▸ WORK INSTRUCTION
Look through the data below for the line with "For each <instance>" and the line with "box: [241, 199, 384, 360]", then output those two and all lines in between, exactly as written.

▸ SOURCE DATA
Content starts
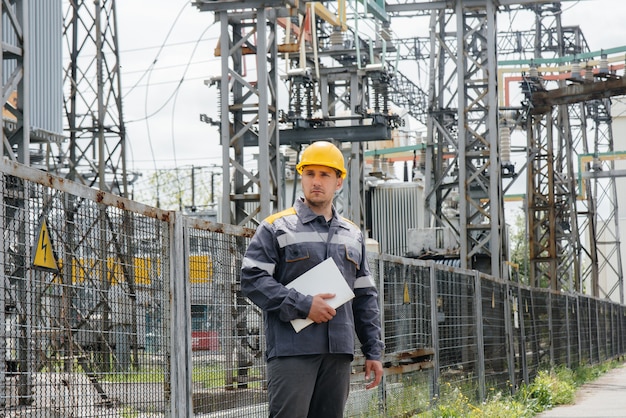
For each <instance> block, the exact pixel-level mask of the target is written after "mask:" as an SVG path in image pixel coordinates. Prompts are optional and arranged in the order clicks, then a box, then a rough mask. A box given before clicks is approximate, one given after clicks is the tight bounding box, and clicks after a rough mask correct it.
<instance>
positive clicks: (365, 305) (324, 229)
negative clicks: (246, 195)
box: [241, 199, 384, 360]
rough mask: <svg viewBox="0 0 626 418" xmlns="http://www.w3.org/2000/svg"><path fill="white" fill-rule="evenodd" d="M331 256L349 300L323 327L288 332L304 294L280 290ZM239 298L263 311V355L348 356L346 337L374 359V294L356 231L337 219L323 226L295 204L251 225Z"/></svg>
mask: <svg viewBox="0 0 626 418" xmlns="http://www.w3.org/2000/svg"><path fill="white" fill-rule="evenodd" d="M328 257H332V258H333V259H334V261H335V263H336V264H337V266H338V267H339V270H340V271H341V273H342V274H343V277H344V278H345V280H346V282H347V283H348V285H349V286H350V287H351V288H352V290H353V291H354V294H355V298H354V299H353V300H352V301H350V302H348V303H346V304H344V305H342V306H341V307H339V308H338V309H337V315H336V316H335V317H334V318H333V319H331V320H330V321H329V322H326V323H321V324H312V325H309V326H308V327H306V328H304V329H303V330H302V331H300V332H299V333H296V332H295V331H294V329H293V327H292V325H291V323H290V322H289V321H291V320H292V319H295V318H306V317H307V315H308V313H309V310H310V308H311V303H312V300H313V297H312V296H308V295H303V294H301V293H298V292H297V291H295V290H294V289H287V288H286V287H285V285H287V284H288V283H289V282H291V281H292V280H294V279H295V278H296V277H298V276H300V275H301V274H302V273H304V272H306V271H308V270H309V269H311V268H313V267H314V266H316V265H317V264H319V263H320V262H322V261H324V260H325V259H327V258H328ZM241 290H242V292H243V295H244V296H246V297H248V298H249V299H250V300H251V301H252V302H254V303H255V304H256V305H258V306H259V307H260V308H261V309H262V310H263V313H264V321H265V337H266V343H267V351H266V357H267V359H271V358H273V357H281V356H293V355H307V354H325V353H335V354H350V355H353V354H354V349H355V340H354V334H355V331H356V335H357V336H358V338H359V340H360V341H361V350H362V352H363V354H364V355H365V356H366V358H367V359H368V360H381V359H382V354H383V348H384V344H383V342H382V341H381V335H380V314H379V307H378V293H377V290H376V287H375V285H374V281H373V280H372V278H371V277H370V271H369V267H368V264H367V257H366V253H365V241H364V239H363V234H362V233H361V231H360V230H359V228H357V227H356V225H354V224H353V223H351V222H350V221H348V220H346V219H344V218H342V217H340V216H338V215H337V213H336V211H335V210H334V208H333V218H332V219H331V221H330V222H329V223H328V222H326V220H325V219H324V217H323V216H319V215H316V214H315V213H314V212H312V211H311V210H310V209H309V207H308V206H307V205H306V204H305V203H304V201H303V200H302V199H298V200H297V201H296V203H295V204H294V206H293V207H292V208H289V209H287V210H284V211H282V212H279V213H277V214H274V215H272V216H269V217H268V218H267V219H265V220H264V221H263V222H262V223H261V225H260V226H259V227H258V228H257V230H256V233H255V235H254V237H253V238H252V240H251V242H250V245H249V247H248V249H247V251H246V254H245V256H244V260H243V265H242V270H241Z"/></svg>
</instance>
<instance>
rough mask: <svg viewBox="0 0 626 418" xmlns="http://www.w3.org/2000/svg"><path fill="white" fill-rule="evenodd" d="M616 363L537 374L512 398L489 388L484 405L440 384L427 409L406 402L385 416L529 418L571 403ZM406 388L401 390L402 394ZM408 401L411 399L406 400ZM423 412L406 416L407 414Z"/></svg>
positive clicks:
Content ends
Content starts
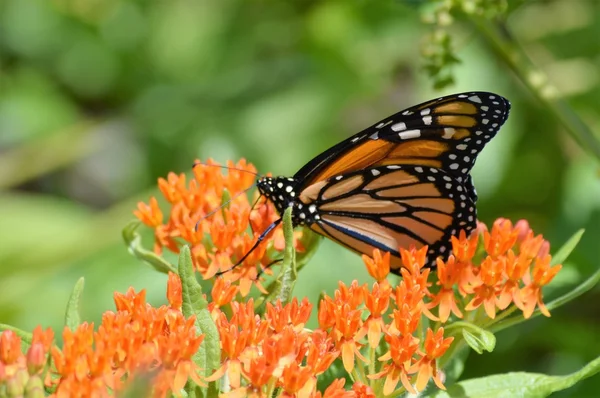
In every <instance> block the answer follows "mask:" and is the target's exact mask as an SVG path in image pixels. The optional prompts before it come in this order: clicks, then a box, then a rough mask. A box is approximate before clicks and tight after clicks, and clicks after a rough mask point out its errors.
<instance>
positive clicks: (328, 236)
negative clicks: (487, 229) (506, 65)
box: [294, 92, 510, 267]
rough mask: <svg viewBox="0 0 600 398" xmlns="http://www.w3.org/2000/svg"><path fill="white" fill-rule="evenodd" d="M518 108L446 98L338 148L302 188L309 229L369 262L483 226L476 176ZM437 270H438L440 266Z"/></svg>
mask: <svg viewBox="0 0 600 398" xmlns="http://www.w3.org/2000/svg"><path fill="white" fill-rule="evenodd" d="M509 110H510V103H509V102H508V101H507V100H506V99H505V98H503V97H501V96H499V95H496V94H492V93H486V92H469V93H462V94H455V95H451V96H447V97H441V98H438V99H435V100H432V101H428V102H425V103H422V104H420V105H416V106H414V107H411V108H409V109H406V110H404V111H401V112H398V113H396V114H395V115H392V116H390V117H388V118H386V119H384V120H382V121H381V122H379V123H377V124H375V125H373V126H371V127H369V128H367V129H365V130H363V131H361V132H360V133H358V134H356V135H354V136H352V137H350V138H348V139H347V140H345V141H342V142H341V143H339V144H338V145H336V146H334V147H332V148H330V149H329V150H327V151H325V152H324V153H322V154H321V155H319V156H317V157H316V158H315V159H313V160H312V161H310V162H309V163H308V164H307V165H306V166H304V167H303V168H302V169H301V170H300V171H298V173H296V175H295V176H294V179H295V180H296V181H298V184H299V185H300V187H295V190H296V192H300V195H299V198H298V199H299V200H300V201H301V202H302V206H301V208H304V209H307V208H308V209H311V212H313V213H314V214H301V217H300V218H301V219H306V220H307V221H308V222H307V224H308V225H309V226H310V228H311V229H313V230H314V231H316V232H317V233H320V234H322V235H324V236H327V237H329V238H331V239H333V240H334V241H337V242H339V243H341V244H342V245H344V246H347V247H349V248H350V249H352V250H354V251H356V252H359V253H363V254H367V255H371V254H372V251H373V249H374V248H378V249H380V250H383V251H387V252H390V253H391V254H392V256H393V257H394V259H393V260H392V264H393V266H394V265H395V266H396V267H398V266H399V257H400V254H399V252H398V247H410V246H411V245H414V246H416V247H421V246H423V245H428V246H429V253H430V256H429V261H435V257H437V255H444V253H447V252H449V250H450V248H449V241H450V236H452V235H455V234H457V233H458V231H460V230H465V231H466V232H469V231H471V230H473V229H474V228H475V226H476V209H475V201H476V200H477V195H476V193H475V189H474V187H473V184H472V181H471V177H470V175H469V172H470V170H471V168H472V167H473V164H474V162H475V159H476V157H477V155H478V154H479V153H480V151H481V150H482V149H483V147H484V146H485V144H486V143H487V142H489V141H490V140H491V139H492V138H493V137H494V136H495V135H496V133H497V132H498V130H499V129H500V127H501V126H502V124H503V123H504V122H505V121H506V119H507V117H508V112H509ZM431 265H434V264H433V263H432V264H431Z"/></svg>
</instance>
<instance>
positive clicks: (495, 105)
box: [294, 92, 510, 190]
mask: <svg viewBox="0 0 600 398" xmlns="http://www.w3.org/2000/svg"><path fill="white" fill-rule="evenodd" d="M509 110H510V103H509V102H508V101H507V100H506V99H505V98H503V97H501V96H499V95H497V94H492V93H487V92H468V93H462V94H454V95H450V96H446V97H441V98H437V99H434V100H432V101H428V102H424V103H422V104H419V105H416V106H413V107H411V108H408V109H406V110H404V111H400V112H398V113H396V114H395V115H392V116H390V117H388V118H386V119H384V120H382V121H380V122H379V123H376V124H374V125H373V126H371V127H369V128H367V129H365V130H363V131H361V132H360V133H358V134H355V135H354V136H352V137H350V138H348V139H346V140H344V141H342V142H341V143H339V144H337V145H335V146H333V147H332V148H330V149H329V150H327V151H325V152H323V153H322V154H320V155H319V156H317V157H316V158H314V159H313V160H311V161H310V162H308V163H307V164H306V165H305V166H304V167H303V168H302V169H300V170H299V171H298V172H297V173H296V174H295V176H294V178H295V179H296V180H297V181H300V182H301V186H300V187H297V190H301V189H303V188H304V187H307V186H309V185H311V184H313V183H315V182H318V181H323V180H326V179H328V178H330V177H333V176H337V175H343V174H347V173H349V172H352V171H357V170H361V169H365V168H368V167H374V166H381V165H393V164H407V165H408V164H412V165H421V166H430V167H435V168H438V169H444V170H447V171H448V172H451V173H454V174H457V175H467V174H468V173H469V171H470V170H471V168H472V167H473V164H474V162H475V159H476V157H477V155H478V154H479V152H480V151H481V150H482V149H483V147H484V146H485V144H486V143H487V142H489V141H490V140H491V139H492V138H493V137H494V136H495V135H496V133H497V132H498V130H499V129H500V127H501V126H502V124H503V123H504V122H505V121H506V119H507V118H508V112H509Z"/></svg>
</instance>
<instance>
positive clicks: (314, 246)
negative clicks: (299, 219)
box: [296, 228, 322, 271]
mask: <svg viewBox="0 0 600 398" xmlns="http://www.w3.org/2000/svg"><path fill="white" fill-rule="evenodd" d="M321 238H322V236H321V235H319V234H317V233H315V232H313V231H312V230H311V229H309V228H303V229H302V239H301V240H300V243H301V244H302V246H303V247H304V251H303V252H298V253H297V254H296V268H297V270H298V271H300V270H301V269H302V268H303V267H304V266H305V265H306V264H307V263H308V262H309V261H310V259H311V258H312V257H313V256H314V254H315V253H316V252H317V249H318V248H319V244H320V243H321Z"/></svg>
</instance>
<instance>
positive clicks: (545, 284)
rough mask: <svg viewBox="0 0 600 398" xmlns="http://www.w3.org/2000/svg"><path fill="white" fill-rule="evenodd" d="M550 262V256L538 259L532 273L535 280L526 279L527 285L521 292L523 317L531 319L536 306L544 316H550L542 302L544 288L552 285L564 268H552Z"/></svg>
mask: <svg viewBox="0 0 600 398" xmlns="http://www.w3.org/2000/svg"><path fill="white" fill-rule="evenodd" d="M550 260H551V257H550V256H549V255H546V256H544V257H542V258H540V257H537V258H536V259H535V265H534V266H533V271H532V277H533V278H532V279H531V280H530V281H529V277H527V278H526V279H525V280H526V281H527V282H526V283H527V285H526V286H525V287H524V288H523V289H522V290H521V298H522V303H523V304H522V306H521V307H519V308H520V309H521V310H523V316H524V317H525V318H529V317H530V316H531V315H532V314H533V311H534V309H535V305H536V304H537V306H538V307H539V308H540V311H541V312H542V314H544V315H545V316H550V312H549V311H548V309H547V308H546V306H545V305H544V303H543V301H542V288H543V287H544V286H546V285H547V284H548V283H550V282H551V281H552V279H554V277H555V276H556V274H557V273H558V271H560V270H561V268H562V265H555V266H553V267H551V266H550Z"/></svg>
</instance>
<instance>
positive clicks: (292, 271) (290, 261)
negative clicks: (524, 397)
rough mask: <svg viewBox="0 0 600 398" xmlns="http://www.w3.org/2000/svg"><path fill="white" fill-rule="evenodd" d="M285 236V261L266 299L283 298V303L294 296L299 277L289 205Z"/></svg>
Content ends
▸ ANSWER SECTION
For each <instance> block, the exact pixel-level mask of the target is written after "mask:" as an SVG path in image pixel coordinates. Prompts are optional and arranged in the order clicks, then a box, then a rough mask. A box given before clicks is approximate, one given after clicks is the tight bounding box, and clicks after a rough mask correct it.
<instance>
positive clicks: (365, 305) (324, 229)
negative clicks: (246, 195)
box: [241, 199, 384, 360]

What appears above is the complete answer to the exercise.